Problem details: Could you print, exactly as they stand, the lines from the one holding "Get the bounding box of seeded" to the end of the data below, and nothing more?

Stored data entries:
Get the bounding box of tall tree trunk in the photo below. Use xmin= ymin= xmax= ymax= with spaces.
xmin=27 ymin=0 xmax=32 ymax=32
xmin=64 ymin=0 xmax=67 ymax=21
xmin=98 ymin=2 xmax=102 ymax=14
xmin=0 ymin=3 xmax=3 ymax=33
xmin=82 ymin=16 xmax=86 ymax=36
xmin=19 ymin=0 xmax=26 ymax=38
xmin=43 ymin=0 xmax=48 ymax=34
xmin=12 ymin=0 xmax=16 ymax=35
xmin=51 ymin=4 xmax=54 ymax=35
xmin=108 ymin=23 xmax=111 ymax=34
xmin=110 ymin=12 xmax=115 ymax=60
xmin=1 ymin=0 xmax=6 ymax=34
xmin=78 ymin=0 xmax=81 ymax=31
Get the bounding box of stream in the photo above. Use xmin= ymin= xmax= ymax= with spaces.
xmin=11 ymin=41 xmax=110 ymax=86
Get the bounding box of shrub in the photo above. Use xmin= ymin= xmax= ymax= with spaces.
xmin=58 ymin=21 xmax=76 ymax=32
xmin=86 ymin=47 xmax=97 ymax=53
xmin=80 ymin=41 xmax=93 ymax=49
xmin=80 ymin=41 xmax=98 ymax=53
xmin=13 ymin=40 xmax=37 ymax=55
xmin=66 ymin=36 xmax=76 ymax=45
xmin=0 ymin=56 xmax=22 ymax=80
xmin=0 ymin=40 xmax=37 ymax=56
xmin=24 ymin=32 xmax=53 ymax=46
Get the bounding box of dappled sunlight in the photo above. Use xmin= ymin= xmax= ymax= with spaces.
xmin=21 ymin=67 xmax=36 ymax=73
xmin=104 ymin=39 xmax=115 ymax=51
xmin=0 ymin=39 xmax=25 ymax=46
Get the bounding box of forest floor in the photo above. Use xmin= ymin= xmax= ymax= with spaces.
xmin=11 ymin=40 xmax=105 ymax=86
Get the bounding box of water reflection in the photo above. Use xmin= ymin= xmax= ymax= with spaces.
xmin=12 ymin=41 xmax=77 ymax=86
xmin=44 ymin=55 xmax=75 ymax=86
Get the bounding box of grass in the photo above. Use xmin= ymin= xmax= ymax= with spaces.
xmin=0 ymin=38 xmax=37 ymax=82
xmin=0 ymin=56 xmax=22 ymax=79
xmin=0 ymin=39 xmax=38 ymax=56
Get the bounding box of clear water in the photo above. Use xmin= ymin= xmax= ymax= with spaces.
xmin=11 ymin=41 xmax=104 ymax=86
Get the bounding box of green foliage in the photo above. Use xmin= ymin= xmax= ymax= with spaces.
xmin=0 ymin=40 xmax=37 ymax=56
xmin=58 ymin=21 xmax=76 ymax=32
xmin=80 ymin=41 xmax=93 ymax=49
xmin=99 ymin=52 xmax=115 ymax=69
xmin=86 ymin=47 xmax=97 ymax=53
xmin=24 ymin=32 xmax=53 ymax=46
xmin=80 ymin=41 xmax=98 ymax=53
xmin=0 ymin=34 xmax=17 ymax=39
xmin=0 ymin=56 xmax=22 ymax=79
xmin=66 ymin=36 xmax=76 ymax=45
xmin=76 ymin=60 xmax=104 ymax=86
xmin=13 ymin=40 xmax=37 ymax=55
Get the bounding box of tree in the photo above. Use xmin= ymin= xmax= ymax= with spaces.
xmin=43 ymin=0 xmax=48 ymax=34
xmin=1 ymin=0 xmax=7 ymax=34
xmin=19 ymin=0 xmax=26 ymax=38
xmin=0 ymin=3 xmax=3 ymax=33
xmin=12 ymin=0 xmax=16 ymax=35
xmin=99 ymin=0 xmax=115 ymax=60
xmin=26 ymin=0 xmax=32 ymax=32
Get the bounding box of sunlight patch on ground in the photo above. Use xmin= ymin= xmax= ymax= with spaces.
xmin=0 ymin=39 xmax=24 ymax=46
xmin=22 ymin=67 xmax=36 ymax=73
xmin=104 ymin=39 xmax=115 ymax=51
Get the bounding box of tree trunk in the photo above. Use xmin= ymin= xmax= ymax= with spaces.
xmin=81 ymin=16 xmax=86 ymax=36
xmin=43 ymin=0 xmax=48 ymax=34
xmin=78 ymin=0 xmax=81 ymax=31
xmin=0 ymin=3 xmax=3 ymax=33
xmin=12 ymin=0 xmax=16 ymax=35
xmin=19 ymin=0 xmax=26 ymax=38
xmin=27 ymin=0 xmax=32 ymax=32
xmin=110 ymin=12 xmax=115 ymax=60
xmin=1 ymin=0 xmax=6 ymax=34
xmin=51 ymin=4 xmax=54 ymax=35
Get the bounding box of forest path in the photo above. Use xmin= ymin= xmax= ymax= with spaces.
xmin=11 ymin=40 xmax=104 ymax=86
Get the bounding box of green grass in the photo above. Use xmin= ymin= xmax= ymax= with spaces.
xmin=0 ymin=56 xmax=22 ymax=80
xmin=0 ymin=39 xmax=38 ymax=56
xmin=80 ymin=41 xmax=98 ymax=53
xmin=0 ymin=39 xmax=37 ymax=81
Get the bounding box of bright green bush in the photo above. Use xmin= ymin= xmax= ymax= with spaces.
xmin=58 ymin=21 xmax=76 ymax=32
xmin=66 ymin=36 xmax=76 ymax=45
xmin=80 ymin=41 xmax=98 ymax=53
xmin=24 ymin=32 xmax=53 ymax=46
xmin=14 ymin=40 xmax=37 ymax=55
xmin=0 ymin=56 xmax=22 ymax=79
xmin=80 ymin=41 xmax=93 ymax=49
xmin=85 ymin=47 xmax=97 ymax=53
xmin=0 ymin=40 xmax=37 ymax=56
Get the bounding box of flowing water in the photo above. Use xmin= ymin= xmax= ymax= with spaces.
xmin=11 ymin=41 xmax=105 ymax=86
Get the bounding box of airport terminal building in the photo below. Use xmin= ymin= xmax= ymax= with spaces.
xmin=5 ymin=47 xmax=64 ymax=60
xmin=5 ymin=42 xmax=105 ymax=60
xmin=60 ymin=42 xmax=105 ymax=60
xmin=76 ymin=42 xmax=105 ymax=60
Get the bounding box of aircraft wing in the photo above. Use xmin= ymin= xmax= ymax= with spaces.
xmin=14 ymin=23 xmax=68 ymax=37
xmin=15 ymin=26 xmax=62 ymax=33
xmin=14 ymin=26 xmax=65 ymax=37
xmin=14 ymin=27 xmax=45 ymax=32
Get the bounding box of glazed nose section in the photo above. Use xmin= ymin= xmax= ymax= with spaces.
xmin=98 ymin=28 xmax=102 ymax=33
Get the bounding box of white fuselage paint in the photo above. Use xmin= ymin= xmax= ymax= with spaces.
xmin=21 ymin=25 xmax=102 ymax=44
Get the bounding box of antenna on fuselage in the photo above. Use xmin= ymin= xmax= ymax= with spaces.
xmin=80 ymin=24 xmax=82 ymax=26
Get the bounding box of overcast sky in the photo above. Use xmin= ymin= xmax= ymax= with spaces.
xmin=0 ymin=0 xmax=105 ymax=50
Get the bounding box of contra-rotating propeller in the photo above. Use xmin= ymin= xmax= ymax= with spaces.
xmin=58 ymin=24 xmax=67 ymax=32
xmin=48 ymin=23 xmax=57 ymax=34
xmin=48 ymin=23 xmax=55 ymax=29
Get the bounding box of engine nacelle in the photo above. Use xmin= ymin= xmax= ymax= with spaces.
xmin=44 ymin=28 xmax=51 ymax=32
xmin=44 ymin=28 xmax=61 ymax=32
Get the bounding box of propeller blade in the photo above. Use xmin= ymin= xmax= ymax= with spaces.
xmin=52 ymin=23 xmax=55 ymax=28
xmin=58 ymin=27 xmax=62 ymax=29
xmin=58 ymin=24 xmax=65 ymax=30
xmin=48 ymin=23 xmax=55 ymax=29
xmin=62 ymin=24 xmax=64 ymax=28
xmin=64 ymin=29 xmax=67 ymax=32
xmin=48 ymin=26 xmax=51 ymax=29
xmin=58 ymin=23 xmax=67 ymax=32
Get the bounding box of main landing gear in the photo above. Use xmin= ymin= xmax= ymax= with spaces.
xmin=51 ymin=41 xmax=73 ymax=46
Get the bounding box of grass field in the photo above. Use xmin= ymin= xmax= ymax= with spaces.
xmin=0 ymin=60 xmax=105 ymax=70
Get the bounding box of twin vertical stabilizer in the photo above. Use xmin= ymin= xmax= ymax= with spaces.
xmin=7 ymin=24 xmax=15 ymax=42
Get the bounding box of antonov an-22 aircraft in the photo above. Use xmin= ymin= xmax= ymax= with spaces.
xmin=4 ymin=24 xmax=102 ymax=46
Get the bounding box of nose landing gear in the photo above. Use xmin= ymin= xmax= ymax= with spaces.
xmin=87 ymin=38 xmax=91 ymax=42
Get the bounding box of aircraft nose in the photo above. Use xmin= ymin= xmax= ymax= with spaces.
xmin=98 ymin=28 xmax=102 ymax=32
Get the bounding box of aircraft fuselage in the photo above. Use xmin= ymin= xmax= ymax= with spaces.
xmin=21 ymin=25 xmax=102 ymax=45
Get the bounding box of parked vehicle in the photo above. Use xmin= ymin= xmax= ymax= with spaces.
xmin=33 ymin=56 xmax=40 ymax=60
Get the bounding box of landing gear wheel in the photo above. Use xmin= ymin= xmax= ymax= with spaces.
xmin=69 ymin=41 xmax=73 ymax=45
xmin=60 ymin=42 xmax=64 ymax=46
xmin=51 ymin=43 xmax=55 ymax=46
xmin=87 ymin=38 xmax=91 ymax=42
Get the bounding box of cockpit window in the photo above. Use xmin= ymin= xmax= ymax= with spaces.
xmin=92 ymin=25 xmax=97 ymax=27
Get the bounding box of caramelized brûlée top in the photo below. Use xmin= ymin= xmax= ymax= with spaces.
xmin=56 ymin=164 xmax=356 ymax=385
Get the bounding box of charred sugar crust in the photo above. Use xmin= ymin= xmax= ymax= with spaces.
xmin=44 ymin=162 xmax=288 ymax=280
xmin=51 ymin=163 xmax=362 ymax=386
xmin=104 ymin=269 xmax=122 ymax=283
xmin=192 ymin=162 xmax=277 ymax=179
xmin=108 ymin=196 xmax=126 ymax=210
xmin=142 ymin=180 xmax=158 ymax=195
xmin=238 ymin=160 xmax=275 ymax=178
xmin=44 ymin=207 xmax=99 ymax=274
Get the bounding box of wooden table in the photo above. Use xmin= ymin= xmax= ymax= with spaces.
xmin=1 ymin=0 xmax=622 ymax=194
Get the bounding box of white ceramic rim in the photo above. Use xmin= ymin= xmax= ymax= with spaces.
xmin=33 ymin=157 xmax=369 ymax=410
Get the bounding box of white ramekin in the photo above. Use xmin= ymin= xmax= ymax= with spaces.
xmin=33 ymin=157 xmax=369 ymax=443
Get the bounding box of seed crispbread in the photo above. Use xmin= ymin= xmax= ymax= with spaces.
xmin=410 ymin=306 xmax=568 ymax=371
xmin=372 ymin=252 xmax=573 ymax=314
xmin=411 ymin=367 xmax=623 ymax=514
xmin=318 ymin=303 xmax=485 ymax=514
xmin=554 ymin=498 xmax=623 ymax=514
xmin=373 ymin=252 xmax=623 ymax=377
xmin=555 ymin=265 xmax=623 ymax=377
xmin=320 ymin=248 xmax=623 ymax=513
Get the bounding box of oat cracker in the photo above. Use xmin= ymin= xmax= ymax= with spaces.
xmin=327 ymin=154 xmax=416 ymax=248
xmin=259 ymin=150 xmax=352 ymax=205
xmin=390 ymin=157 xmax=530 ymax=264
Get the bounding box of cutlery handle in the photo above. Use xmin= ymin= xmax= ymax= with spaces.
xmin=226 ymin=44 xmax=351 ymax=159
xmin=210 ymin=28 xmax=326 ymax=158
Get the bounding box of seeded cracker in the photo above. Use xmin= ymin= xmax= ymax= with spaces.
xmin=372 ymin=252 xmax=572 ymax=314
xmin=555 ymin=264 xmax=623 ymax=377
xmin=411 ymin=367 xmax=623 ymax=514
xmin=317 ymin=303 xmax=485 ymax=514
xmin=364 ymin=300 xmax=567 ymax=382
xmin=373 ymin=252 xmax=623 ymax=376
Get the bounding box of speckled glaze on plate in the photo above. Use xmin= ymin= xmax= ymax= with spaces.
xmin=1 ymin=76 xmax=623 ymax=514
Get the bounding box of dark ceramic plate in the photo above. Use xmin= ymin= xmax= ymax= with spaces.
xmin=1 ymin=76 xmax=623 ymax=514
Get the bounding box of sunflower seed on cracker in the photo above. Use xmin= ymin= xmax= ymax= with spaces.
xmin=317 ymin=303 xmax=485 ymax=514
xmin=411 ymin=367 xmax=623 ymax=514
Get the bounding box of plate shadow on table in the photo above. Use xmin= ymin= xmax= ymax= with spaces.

Solution to this task:
Get the bounding box of seeded cracker in the photo above. Use xmin= ymin= xmax= ymax= with spaces.
xmin=372 ymin=252 xmax=572 ymax=314
xmin=555 ymin=264 xmax=623 ymax=377
xmin=411 ymin=367 xmax=623 ymax=514
xmin=317 ymin=303 xmax=485 ymax=514
xmin=364 ymin=300 xmax=567 ymax=382
xmin=373 ymin=252 xmax=623 ymax=376
Get the bounding box of speckled glaze on plate in the photo above. Use xmin= ymin= xmax= ymax= with spaces.
xmin=1 ymin=76 xmax=623 ymax=514
Get the bounding box of dark ceramic plate in the photo above. Use xmin= ymin= xmax= ymax= with spaces.
xmin=1 ymin=76 xmax=623 ymax=514
Get the bounding box of sunflower seed on cracker in the photo above. Use xmin= ymin= xmax= ymax= with spaces.
xmin=317 ymin=303 xmax=485 ymax=514
xmin=411 ymin=367 xmax=623 ymax=514
Get the bounding box of plate shadow on table in the photo above. Use xmin= ymin= xmax= ymax= with spaces.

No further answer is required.